▸ **Stated goal**: Give the listing again exactly, omitting its images.

▸ **Records for the exercise**:
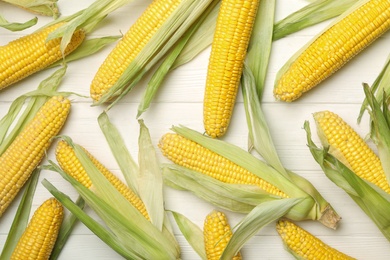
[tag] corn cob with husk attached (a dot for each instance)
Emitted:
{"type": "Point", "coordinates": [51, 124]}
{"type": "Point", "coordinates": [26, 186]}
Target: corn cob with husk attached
{"type": "Point", "coordinates": [350, 148]}
{"type": "Point", "coordinates": [304, 245]}
{"type": "Point", "coordinates": [217, 233]}
{"type": "Point", "coordinates": [29, 147]}
{"type": "Point", "coordinates": [69, 162]}
{"type": "Point", "coordinates": [187, 153]}
{"type": "Point", "coordinates": [29, 54]}
{"type": "Point", "coordinates": [130, 45]}
{"type": "Point", "coordinates": [332, 49]}
{"type": "Point", "coordinates": [228, 50]}
{"type": "Point", "coordinates": [41, 233]}
{"type": "Point", "coordinates": [208, 168]}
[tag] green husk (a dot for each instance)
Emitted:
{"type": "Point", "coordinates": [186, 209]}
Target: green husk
{"type": "Point", "coordinates": [41, 7]}
{"type": "Point", "coordinates": [313, 13]}
{"type": "Point", "coordinates": [161, 42]}
{"type": "Point", "coordinates": [286, 66]}
{"type": "Point", "coordinates": [65, 231]}
{"type": "Point", "coordinates": [371, 199]}
{"type": "Point", "coordinates": [260, 216]}
{"type": "Point", "coordinates": [192, 233]}
{"type": "Point", "coordinates": [171, 60]}
{"type": "Point", "coordinates": [312, 206]}
{"type": "Point", "coordinates": [21, 218]}
{"type": "Point", "coordinates": [36, 99]}
{"type": "Point", "coordinates": [12, 26]}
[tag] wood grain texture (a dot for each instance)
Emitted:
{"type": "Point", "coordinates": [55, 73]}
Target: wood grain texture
{"type": "Point", "coordinates": [180, 102]}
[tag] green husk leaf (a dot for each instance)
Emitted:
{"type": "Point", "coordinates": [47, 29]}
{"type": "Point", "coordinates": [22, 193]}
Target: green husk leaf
{"type": "Point", "coordinates": [135, 235]}
{"type": "Point", "coordinates": [286, 66]}
{"type": "Point", "coordinates": [192, 233]}
{"type": "Point", "coordinates": [128, 166]}
{"type": "Point", "coordinates": [17, 26]}
{"type": "Point", "coordinates": [87, 48]}
{"type": "Point", "coordinates": [311, 14]}
{"type": "Point", "coordinates": [260, 45]}
{"type": "Point", "coordinates": [161, 42]}
{"type": "Point", "coordinates": [65, 231]}
{"type": "Point", "coordinates": [260, 216]}
{"type": "Point", "coordinates": [380, 86]}
{"type": "Point", "coordinates": [380, 130]}
{"type": "Point", "coordinates": [36, 98]}
{"type": "Point", "coordinates": [168, 63]}
{"type": "Point", "coordinates": [259, 132]}
{"type": "Point", "coordinates": [371, 199]}
{"type": "Point", "coordinates": [41, 7]}
{"type": "Point", "coordinates": [99, 230]}
{"type": "Point", "coordinates": [150, 178]}
{"type": "Point", "coordinates": [21, 218]}
{"type": "Point", "coordinates": [232, 197]}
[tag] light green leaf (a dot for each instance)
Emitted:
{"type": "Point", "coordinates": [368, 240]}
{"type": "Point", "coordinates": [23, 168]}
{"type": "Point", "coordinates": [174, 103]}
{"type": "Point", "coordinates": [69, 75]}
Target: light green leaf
{"type": "Point", "coordinates": [313, 13]}
{"type": "Point", "coordinates": [192, 233]}
{"type": "Point", "coordinates": [21, 218]}
{"type": "Point", "coordinates": [65, 231]}
{"type": "Point", "coordinates": [122, 155]}
{"type": "Point", "coordinates": [150, 178]}
{"type": "Point", "coordinates": [41, 7]}
{"type": "Point", "coordinates": [259, 217]}
{"type": "Point", "coordinates": [17, 26]}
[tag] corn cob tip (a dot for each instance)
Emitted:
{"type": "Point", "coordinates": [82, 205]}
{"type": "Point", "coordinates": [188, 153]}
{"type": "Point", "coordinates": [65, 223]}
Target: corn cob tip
{"type": "Point", "coordinates": [303, 244]}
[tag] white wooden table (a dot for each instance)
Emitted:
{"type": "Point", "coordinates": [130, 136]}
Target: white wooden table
{"type": "Point", "coordinates": [180, 102]}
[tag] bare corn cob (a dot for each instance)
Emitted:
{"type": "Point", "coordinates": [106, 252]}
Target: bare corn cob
{"type": "Point", "coordinates": [217, 233]}
{"type": "Point", "coordinates": [304, 245]}
{"type": "Point", "coordinates": [68, 161]}
{"type": "Point", "coordinates": [41, 233]}
{"type": "Point", "coordinates": [228, 50]}
{"type": "Point", "coordinates": [333, 49]}
{"type": "Point", "coordinates": [27, 150]}
{"type": "Point", "coordinates": [32, 53]}
{"type": "Point", "coordinates": [336, 133]}
{"type": "Point", "coordinates": [189, 154]}
{"type": "Point", "coordinates": [130, 45]}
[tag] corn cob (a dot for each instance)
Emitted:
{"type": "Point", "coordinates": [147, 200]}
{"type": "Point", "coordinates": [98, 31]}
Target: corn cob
{"type": "Point", "coordinates": [357, 155]}
{"type": "Point", "coordinates": [189, 154]}
{"type": "Point", "coordinates": [217, 233]}
{"type": "Point", "coordinates": [333, 49]}
{"type": "Point", "coordinates": [68, 161]}
{"type": "Point", "coordinates": [130, 45]}
{"type": "Point", "coordinates": [41, 233]}
{"type": "Point", "coordinates": [304, 245]}
{"type": "Point", "coordinates": [228, 50]}
{"type": "Point", "coordinates": [29, 54]}
{"type": "Point", "coordinates": [29, 147]}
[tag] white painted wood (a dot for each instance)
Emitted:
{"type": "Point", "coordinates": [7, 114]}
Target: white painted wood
{"type": "Point", "coordinates": [180, 102]}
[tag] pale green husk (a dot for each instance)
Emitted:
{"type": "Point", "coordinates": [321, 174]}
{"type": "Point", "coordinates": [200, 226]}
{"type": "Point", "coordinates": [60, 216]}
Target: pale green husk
{"type": "Point", "coordinates": [128, 232]}
{"type": "Point", "coordinates": [41, 7]}
{"type": "Point", "coordinates": [286, 66]}
{"type": "Point", "coordinates": [12, 26]}
{"type": "Point", "coordinates": [22, 216]}
{"type": "Point", "coordinates": [313, 13]}
{"type": "Point", "coordinates": [371, 199]}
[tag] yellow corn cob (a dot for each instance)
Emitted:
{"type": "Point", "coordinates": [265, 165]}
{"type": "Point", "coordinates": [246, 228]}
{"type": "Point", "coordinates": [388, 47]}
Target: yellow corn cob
{"type": "Point", "coordinates": [130, 45]}
{"type": "Point", "coordinates": [228, 50]}
{"type": "Point", "coordinates": [41, 233]}
{"type": "Point", "coordinates": [304, 244]}
{"type": "Point", "coordinates": [217, 233]}
{"type": "Point", "coordinates": [333, 49]}
{"type": "Point", "coordinates": [358, 155]}
{"type": "Point", "coordinates": [29, 147]}
{"type": "Point", "coordinates": [68, 161]}
{"type": "Point", "coordinates": [189, 154]}
{"type": "Point", "coordinates": [29, 54]}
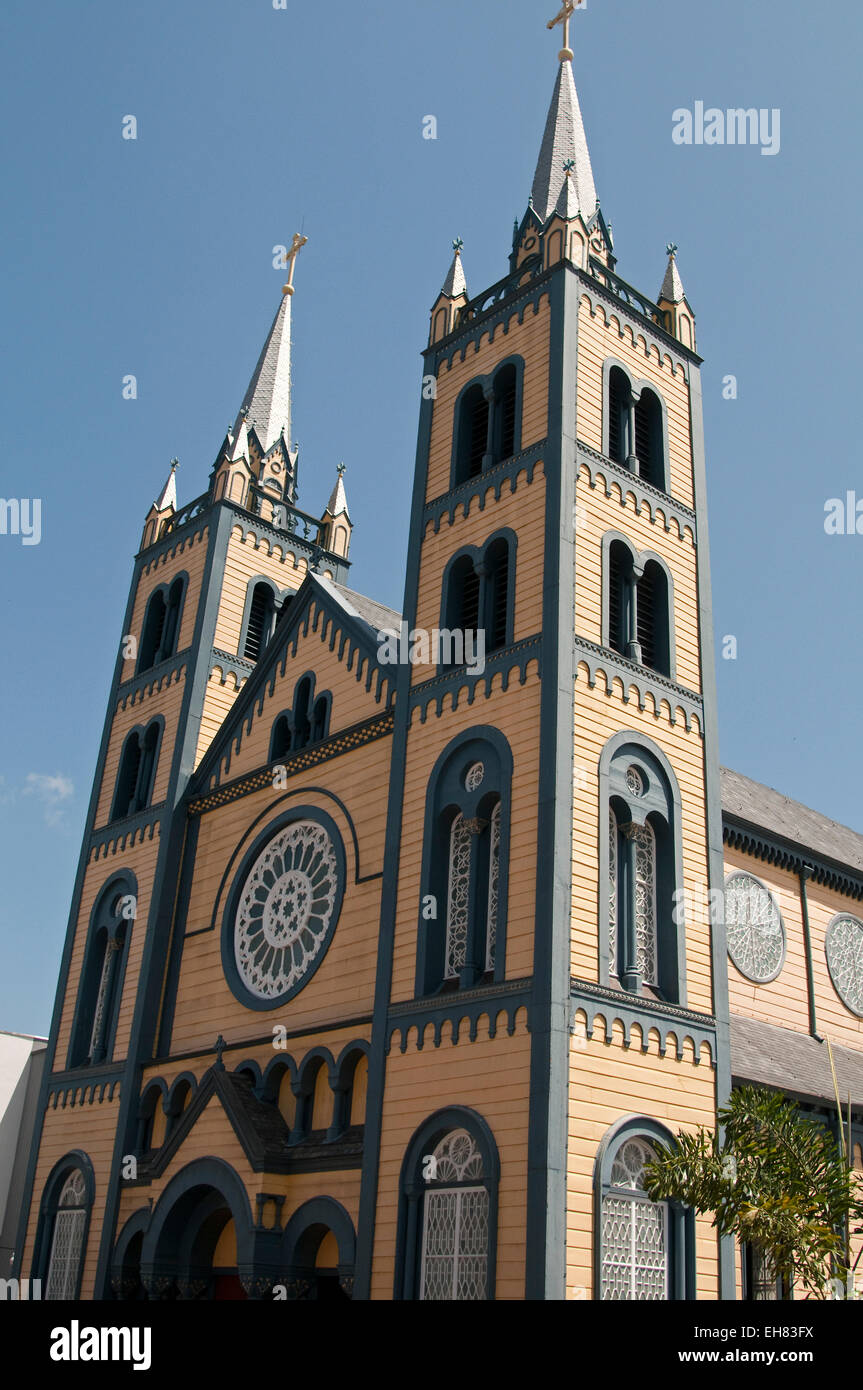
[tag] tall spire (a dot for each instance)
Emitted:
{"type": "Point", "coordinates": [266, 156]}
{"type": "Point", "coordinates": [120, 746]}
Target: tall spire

▸ **Result**:
[tag] corn cob with husk attached (a dot for each instance)
Emitted:
{"type": "Point", "coordinates": [51, 124]}
{"type": "Point", "coordinates": [26, 186]}
Target: corn cob with husk attached
{"type": "Point", "coordinates": [350, 148]}
{"type": "Point", "coordinates": [304, 245]}
{"type": "Point", "coordinates": [217, 233]}
{"type": "Point", "coordinates": [29, 147]}
{"type": "Point", "coordinates": [69, 162]}
{"type": "Point", "coordinates": [187, 153]}
{"type": "Point", "coordinates": [29, 54]}
{"type": "Point", "coordinates": [130, 45]}
{"type": "Point", "coordinates": [332, 49]}
{"type": "Point", "coordinates": [228, 50]}
{"type": "Point", "coordinates": [41, 233]}
{"type": "Point", "coordinates": [208, 168]}
[tag] green husk (a dot for each instance)
Emitted:
{"type": "Point", "coordinates": [186, 209]}
Target: green husk
{"type": "Point", "coordinates": [41, 7]}
{"type": "Point", "coordinates": [313, 13]}
{"type": "Point", "coordinates": [161, 42]}
{"type": "Point", "coordinates": [286, 66]}
{"type": "Point", "coordinates": [65, 231]}
{"type": "Point", "coordinates": [371, 199]}
{"type": "Point", "coordinates": [260, 216]}
{"type": "Point", "coordinates": [192, 233]}
{"type": "Point", "coordinates": [171, 60]}
{"type": "Point", "coordinates": [312, 206]}
{"type": "Point", "coordinates": [21, 218]}
{"type": "Point", "coordinates": [36, 99]}
{"type": "Point", "coordinates": [12, 26]}
[tag] wood grain texture (a dot for each instance)
Emitted:
{"type": "Point", "coordinates": [55, 73]}
Target: wood grain texture
{"type": "Point", "coordinates": [180, 102]}
[tag] green husk leaf (a dot for each instance)
Emitted:
{"type": "Point", "coordinates": [47, 29]}
{"type": "Point", "coordinates": [22, 193]}
Target: green husk leaf
{"type": "Point", "coordinates": [135, 235]}
{"type": "Point", "coordinates": [286, 66]}
{"type": "Point", "coordinates": [192, 233]}
{"type": "Point", "coordinates": [128, 166]}
{"type": "Point", "coordinates": [17, 26]}
{"type": "Point", "coordinates": [87, 48]}
{"type": "Point", "coordinates": [311, 14]}
{"type": "Point", "coordinates": [260, 45]}
{"type": "Point", "coordinates": [161, 42]}
{"type": "Point", "coordinates": [65, 231]}
{"type": "Point", "coordinates": [260, 216]}
{"type": "Point", "coordinates": [380, 86]}
{"type": "Point", "coordinates": [380, 130]}
{"type": "Point", "coordinates": [36, 98]}
{"type": "Point", "coordinates": [168, 63]}
{"type": "Point", "coordinates": [259, 132]}
{"type": "Point", "coordinates": [371, 199]}
{"type": "Point", "coordinates": [41, 7]}
{"type": "Point", "coordinates": [99, 230]}
{"type": "Point", "coordinates": [150, 178]}
{"type": "Point", "coordinates": [21, 218]}
{"type": "Point", "coordinates": [232, 197]}
[tag] light green leaf (a dot for each instance)
Emitted:
{"type": "Point", "coordinates": [368, 240]}
{"type": "Point", "coordinates": [23, 168]}
{"type": "Point", "coordinates": [174, 103]}
{"type": "Point", "coordinates": [69, 75]}
Target: light green leaf
{"type": "Point", "coordinates": [313, 13]}
{"type": "Point", "coordinates": [192, 233]}
{"type": "Point", "coordinates": [21, 218]}
{"type": "Point", "coordinates": [65, 231]}
{"type": "Point", "coordinates": [122, 155]}
{"type": "Point", "coordinates": [150, 178]}
{"type": "Point", "coordinates": [41, 7]}
{"type": "Point", "coordinates": [259, 217]}
{"type": "Point", "coordinates": [17, 26]}
[tag] corn cob tip (a dot for each instance)
Emitted:
{"type": "Point", "coordinates": [82, 205]}
{"type": "Point", "coordinates": [188, 153]}
{"type": "Point", "coordinates": [65, 223]}
Target: corn cob tip
{"type": "Point", "coordinates": [303, 244]}
[tag] white wooden table (a dot for each instance)
Emitted:
{"type": "Point", "coordinates": [130, 136]}
Target: white wooden table
{"type": "Point", "coordinates": [180, 102]}
[tag] bare corn cob (a dot for each instance)
Emitted:
{"type": "Point", "coordinates": [106, 252]}
Target: bare corn cob
{"type": "Point", "coordinates": [217, 233]}
{"type": "Point", "coordinates": [304, 245]}
{"type": "Point", "coordinates": [68, 161]}
{"type": "Point", "coordinates": [41, 233]}
{"type": "Point", "coordinates": [228, 50]}
{"type": "Point", "coordinates": [333, 49]}
{"type": "Point", "coordinates": [27, 150]}
{"type": "Point", "coordinates": [32, 53]}
{"type": "Point", "coordinates": [336, 133]}
{"type": "Point", "coordinates": [189, 154]}
{"type": "Point", "coordinates": [130, 45]}
[tag] corn cob (a dot for each instance)
Emitted:
{"type": "Point", "coordinates": [147, 200]}
{"type": "Point", "coordinates": [98, 31]}
Target: corn cob
{"type": "Point", "coordinates": [357, 155]}
{"type": "Point", "coordinates": [189, 154]}
{"type": "Point", "coordinates": [217, 233]}
{"type": "Point", "coordinates": [333, 49]}
{"type": "Point", "coordinates": [68, 161]}
{"type": "Point", "coordinates": [130, 45]}
{"type": "Point", "coordinates": [41, 233]}
{"type": "Point", "coordinates": [304, 245]}
{"type": "Point", "coordinates": [228, 50]}
{"type": "Point", "coordinates": [29, 54]}
{"type": "Point", "coordinates": [29, 147]}
[tag] white painted wood (a dot for each instance)
Emitted:
{"type": "Point", "coordinates": [7, 114]}
Target: white painted wood
{"type": "Point", "coordinates": [180, 102]}
[tag] pale green husk (a dot for each instance)
Emitted:
{"type": "Point", "coordinates": [321, 174]}
{"type": "Point", "coordinates": [200, 226]}
{"type": "Point", "coordinates": [60, 216]}
Target: pale green husk
{"type": "Point", "coordinates": [128, 232]}
{"type": "Point", "coordinates": [41, 7]}
{"type": "Point", "coordinates": [286, 66]}
{"type": "Point", "coordinates": [12, 26]}
{"type": "Point", "coordinates": [22, 216]}
{"type": "Point", "coordinates": [313, 13]}
{"type": "Point", "coordinates": [371, 199]}
[tag] yellow corn cob (a dot for each instance)
Emitted:
{"type": "Point", "coordinates": [265, 165]}
{"type": "Point", "coordinates": [246, 228]}
{"type": "Point", "coordinates": [388, 47]}
Target: yellow corn cob
{"type": "Point", "coordinates": [130, 45]}
{"type": "Point", "coordinates": [228, 50]}
{"type": "Point", "coordinates": [41, 233]}
{"type": "Point", "coordinates": [304, 244]}
{"type": "Point", "coordinates": [217, 233]}
{"type": "Point", "coordinates": [333, 49]}
{"type": "Point", "coordinates": [358, 155]}
{"type": "Point", "coordinates": [29, 147]}
{"type": "Point", "coordinates": [68, 161]}
{"type": "Point", "coordinates": [189, 154]}
{"type": "Point", "coordinates": [29, 54]}
[tag] tall spire (a dot for each instance)
Emitted:
{"type": "Point", "coordinates": [266, 156]}
{"type": "Point", "coordinates": [120, 746]}
Target: tall spire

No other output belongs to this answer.